Coordinate labeling data:
↓

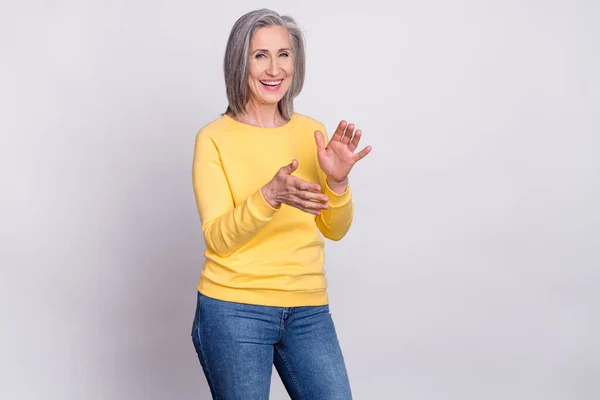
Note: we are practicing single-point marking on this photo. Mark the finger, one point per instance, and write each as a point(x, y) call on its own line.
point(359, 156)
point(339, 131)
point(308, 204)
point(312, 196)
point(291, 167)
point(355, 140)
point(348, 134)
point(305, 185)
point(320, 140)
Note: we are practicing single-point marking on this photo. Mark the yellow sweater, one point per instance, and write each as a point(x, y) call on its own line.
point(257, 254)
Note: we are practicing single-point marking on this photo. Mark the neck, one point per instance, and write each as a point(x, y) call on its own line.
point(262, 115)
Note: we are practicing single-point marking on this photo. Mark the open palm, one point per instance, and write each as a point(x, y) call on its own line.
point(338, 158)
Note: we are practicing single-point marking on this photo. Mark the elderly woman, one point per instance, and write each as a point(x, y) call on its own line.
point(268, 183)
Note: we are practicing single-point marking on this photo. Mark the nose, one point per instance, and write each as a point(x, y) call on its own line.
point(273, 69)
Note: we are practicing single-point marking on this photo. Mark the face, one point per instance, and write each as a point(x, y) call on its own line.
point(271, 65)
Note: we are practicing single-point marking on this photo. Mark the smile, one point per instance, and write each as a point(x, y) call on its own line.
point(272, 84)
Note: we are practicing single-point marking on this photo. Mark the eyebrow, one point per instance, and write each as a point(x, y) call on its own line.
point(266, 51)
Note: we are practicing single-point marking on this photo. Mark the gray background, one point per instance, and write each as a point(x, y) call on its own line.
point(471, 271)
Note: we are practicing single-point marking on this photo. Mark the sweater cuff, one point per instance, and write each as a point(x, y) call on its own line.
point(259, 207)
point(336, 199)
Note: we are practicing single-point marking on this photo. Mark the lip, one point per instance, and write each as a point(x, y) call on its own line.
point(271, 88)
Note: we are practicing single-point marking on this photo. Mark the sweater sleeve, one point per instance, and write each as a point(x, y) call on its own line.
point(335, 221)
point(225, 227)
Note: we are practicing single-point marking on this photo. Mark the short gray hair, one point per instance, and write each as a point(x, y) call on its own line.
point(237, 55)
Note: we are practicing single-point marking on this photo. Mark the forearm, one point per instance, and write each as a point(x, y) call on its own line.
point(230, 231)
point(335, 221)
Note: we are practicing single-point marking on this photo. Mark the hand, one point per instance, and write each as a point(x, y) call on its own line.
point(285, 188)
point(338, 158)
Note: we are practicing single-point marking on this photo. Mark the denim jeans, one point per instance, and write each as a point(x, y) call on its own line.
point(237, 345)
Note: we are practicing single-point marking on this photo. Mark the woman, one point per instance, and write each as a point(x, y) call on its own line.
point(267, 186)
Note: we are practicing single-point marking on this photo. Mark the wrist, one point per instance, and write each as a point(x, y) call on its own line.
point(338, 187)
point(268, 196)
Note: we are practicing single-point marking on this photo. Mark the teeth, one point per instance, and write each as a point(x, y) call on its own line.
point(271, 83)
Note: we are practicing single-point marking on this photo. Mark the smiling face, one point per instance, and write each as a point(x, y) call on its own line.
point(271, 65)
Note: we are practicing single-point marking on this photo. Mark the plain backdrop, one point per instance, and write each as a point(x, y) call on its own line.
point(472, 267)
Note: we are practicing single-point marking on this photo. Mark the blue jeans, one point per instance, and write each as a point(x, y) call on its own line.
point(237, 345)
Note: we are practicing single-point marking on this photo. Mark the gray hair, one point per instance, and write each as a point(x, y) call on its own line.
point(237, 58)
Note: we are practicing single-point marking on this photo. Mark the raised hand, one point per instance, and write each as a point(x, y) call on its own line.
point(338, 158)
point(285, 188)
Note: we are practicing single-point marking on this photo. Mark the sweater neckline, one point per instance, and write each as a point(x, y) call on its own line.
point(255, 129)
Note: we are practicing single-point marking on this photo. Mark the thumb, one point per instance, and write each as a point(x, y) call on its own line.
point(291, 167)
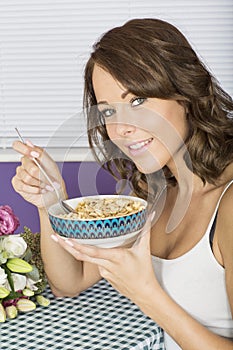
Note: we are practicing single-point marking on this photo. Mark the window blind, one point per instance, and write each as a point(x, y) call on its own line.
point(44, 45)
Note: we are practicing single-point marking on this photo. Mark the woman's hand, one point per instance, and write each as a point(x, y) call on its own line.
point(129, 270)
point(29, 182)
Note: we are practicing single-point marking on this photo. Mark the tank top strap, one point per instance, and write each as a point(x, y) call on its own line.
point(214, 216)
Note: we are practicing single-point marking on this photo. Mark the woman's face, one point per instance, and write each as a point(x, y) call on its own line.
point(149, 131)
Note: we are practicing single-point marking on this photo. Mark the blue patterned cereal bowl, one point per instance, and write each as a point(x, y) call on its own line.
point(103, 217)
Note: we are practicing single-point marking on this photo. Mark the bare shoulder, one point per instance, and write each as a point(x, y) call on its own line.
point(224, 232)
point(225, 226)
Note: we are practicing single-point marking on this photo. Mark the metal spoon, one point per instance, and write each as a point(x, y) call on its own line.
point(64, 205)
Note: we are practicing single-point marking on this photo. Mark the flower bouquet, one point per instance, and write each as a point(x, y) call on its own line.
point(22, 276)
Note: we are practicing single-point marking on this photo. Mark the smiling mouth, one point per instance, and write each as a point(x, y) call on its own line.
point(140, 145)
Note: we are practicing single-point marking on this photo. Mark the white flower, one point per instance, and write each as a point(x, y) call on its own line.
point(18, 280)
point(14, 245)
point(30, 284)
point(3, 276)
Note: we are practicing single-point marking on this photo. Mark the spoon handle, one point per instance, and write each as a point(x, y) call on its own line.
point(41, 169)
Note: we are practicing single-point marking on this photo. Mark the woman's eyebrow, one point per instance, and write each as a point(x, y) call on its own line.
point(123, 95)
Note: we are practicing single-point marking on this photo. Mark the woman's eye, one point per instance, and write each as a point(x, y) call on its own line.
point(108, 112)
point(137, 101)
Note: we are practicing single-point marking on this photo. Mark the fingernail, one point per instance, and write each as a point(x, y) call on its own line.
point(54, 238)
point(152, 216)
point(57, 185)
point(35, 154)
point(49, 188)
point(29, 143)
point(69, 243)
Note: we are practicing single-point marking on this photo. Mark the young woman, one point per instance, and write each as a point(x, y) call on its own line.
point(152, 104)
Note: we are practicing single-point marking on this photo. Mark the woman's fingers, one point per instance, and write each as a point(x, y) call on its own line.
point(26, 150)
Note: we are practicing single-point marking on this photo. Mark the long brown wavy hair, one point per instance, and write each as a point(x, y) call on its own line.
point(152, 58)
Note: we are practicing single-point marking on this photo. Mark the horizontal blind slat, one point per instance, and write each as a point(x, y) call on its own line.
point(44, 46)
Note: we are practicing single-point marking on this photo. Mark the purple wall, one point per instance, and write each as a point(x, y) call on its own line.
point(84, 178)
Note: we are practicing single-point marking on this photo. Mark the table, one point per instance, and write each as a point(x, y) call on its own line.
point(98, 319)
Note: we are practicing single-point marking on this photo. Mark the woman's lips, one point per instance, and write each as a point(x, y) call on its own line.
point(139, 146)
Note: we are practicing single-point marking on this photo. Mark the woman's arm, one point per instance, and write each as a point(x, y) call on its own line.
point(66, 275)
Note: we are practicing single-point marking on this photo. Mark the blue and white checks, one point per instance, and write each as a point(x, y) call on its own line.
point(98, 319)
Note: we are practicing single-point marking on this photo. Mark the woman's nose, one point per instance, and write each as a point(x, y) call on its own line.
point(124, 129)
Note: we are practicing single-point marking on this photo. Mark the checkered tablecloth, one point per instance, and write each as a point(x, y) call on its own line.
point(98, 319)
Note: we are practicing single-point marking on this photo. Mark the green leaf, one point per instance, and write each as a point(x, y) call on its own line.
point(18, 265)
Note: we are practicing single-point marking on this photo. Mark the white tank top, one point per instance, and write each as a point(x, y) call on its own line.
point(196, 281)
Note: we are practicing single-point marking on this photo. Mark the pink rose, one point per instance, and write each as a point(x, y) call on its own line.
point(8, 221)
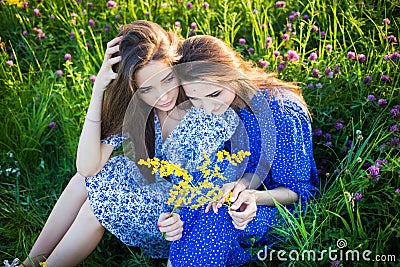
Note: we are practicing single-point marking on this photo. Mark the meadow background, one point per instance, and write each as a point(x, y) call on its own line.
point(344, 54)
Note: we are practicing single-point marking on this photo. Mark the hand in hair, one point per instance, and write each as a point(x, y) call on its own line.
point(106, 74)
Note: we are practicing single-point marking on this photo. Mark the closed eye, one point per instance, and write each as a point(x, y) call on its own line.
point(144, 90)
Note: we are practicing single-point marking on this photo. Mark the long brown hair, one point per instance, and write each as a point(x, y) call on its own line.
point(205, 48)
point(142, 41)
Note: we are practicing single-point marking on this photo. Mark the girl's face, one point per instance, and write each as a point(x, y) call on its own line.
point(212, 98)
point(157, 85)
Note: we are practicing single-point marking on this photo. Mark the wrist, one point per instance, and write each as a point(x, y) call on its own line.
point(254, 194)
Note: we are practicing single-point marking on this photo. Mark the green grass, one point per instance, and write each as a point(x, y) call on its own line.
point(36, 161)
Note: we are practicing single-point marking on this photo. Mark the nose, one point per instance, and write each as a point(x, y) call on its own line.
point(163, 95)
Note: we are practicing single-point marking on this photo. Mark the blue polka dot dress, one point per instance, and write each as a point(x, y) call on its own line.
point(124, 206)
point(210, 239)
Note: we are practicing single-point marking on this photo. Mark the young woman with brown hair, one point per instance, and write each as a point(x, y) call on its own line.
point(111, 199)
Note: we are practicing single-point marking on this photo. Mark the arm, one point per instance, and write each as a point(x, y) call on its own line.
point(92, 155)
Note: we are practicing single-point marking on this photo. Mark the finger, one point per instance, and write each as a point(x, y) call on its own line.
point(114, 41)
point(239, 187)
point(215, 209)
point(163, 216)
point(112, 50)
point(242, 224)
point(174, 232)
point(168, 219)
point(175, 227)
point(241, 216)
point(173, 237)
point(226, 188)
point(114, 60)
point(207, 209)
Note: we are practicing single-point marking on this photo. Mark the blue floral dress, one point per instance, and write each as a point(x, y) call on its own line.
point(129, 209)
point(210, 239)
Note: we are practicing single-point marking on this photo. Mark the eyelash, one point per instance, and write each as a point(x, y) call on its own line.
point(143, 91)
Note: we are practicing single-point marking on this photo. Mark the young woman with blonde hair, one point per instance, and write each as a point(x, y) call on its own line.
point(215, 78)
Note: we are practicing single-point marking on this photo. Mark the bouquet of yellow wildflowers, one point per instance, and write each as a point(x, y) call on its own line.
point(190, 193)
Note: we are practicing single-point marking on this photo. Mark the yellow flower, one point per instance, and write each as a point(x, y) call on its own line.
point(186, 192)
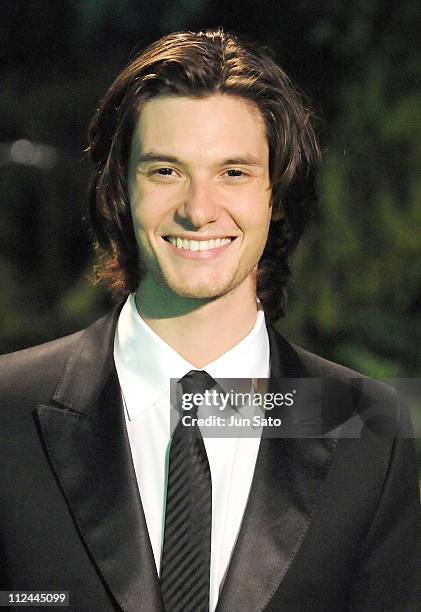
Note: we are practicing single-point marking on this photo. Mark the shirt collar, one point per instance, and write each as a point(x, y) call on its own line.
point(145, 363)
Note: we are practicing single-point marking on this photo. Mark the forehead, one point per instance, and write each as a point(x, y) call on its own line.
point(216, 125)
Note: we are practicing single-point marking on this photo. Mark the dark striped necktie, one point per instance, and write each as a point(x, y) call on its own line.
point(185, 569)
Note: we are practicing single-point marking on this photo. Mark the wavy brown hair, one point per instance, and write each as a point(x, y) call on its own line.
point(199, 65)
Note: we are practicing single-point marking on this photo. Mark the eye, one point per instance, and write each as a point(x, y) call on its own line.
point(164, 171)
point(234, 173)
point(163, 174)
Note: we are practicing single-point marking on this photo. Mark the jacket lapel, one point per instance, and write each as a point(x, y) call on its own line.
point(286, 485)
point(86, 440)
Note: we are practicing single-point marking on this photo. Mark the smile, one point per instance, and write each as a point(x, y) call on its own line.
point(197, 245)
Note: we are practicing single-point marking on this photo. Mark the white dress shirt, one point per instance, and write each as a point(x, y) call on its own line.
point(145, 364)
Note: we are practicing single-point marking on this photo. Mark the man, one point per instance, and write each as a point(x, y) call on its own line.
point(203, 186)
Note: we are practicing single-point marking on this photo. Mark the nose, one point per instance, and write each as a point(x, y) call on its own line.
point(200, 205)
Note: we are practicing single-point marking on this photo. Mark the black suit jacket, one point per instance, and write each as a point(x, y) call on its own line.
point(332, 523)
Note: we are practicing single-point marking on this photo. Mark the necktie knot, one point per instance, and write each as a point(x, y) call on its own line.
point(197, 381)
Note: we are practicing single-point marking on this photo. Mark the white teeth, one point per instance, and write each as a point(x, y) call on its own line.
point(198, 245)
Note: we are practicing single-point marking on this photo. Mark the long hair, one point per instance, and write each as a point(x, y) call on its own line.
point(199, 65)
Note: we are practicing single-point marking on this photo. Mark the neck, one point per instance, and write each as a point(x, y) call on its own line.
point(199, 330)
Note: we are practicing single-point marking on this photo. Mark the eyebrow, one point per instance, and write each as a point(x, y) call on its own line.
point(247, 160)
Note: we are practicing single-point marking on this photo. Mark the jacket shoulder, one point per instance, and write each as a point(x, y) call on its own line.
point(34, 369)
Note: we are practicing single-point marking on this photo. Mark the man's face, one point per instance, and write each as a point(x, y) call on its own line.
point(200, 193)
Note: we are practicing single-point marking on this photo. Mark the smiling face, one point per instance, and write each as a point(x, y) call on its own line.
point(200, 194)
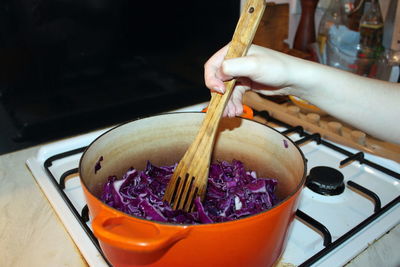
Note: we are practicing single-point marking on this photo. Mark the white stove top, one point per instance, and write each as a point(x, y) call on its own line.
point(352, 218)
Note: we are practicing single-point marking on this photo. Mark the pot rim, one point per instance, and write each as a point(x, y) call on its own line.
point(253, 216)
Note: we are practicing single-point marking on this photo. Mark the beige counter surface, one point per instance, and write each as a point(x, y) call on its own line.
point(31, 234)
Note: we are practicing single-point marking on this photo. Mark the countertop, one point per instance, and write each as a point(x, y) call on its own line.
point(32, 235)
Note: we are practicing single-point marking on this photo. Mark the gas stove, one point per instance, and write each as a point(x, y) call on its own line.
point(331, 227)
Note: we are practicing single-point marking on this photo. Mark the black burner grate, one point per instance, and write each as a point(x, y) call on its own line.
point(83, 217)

↑

[Given task] Return everything from the line containing "the countertop, one" down to the end of the records, copied without any change.

[Solution]
Note: we are practicing single-point marking on this photo. Mark the countertop, one point per instance, and write each as a point(x, y) call on its own line.
point(32, 235)
Note: we are practicing single-point marking on this photo. Mark the gas stove, one point per instance, and write each as a point(x, y) call on its own line.
point(331, 227)
Note: we are practicing single-point marking on this photo. Mark the black burner grate, one point per instance, and write each as a point(x, y) call on its own line.
point(83, 217)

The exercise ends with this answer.